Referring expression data
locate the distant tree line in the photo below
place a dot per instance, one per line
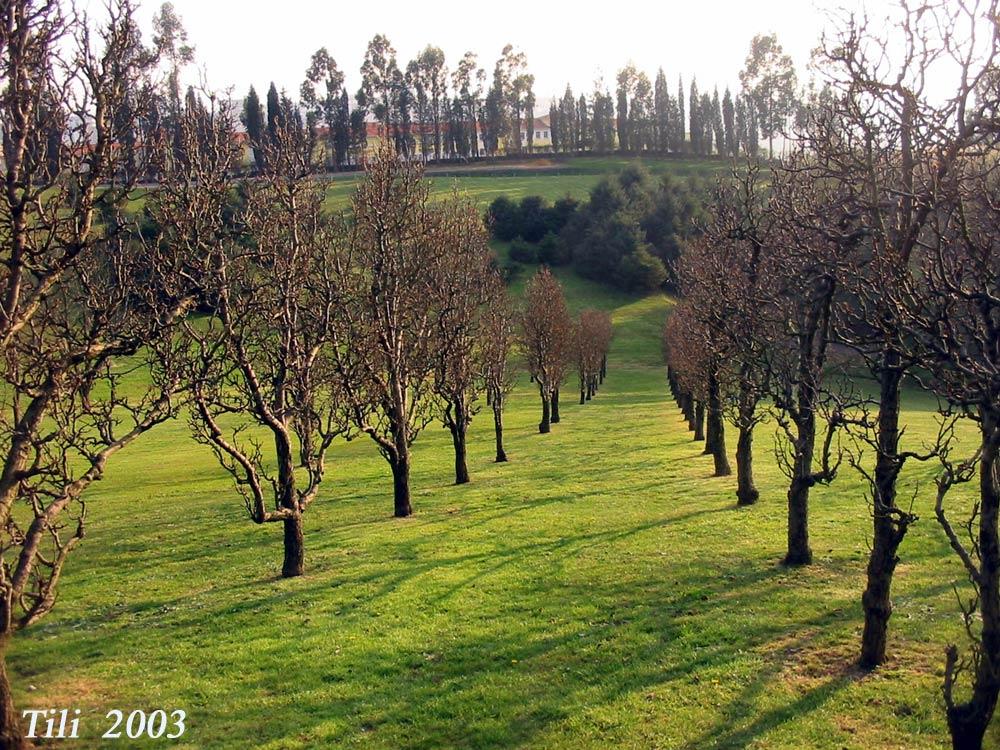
(429, 111)
(628, 234)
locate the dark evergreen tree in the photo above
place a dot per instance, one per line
(569, 122)
(253, 121)
(554, 134)
(341, 136)
(695, 126)
(583, 118)
(662, 113)
(718, 129)
(730, 136)
(274, 114)
(705, 115)
(622, 119)
(679, 122)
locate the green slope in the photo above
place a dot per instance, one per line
(601, 590)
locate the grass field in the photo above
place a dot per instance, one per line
(601, 590)
(552, 180)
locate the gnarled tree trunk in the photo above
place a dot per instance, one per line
(461, 464)
(968, 721)
(799, 552)
(545, 425)
(498, 431)
(717, 430)
(401, 484)
(294, 561)
(889, 523)
(746, 489)
(11, 737)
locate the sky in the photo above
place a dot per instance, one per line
(243, 42)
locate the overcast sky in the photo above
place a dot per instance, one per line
(246, 42)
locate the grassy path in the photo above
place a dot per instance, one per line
(601, 590)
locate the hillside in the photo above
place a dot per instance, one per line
(598, 591)
(551, 179)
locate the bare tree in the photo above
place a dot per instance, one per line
(888, 145)
(465, 276)
(953, 312)
(686, 355)
(734, 296)
(80, 327)
(806, 264)
(384, 351)
(258, 362)
(546, 339)
(590, 341)
(498, 337)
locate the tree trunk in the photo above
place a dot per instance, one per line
(294, 558)
(11, 737)
(401, 484)
(717, 429)
(746, 490)
(294, 562)
(458, 439)
(686, 404)
(968, 721)
(544, 425)
(799, 552)
(498, 430)
(890, 525)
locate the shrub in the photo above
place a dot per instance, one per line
(504, 218)
(553, 251)
(641, 271)
(523, 252)
(534, 218)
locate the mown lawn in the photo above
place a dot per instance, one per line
(551, 179)
(600, 590)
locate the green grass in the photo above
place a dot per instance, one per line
(552, 179)
(601, 590)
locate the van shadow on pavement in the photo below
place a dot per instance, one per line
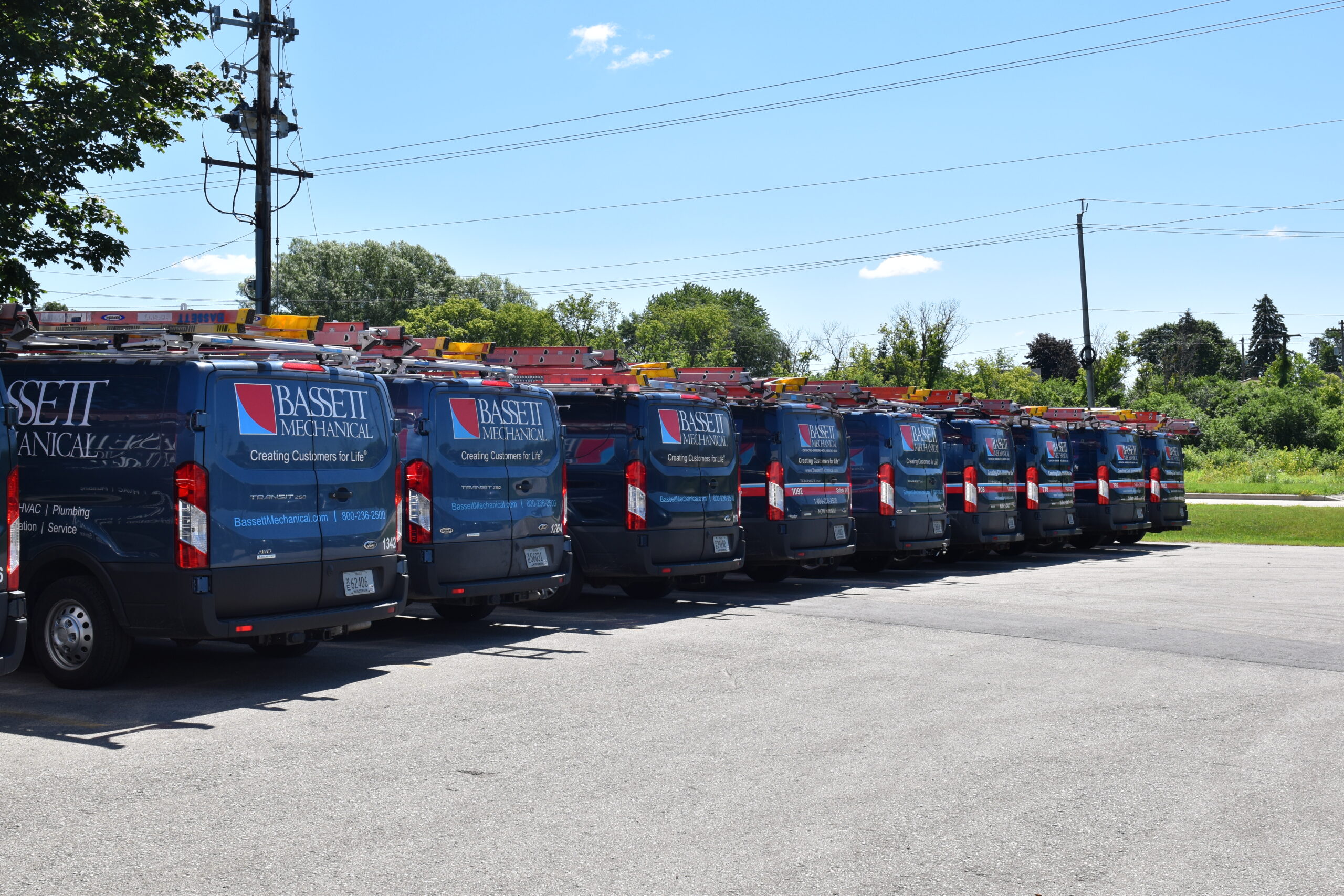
(170, 687)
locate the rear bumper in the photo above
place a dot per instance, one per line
(612, 553)
(163, 601)
(515, 590)
(14, 630)
(1112, 518)
(987, 527)
(768, 543)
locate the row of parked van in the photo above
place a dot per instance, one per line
(163, 483)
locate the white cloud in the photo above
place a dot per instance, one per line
(639, 58)
(222, 265)
(899, 267)
(593, 38)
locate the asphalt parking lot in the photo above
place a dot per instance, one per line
(1162, 719)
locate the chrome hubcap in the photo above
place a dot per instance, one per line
(69, 635)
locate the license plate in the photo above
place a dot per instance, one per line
(359, 582)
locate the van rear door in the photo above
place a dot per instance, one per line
(265, 537)
(350, 421)
(816, 483)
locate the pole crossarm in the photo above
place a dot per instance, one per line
(292, 172)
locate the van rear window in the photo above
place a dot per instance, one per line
(690, 436)
(495, 429)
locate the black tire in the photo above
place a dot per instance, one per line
(768, 575)
(563, 598)
(648, 589)
(701, 582)
(76, 637)
(284, 650)
(869, 563)
(459, 613)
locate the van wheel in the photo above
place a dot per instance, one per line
(459, 613)
(648, 590)
(284, 650)
(563, 598)
(869, 563)
(707, 582)
(77, 640)
(768, 575)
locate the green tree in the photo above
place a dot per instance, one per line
(370, 281)
(1269, 335)
(750, 340)
(1187, 349)
(84, 88)
(1053, 356)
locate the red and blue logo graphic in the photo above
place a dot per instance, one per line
(671, 425)
(467, 425)
(256, 409)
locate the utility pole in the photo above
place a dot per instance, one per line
(262, 121)
(1089, 355)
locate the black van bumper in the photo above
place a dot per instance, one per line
(517, 590)
(163, 601)
(985, 527)
(612, 553)
(14, 630)
(1112, 518)
(768, 543)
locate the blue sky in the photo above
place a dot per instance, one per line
(423, 71)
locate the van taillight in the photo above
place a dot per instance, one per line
(397, 504)
(774, 491)
(193, 486)
(636, 499)
(887, 489)
(420, 495)
(11, 520)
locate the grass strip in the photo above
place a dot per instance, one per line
(1252, 524)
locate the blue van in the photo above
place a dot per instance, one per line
(14, 608)
(795, 461)
(980, 472)
(1108, 483)
(1166, 505)
(896, 471)
(652, 484)
(198, 498)
(484, 477)
(1045, 486)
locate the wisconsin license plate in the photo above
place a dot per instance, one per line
(359, 582)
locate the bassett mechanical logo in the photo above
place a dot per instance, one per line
(466, 424)
(256, 409)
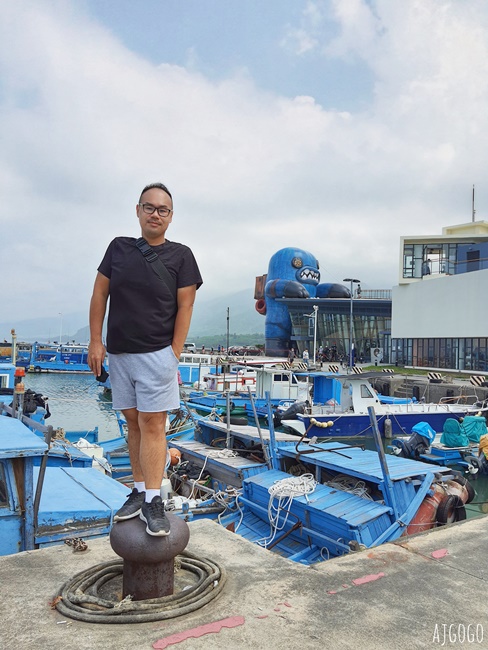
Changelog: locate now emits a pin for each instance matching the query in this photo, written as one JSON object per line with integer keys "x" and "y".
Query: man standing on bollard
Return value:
{"x": 151, "y": 283}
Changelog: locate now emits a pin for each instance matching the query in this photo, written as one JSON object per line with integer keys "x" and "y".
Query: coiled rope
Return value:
{"x": 79, "y": 597}
{"x": 284, "y": 492}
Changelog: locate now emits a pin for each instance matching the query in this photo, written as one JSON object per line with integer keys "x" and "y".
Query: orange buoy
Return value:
{"x": 175, "y": 455}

- _Assigned task_: In the entries above, the lines between the one holding "locate the black tire in the photo above" and the one holding "locate the red", inclusive, are to be printed exactly as written, and those alone.

- _Task result_:
locate the black tire in the photo above
place a dot per instance, one per line
(768, 575)
(563, 598)
(648, 589)
(701, 582)
(76, 637)
(284, 650)
(869, 563)
(459, 613)
locate the van wheel in the photo above
place a dot per instance, one per line
(459, 613)
(648, 590)
(284, 650)
(563, 598)
(869, 563)
(707, 582)
(77, 640)
(768, 575)
locate the green tree in the photo above
place a dot per instance, one per line
(370, 281)
(1269, 335)
(750, 340)
(1187, 349)
(84, 88)
(1053, 356)
locate the red and blue logo graphic in the photo above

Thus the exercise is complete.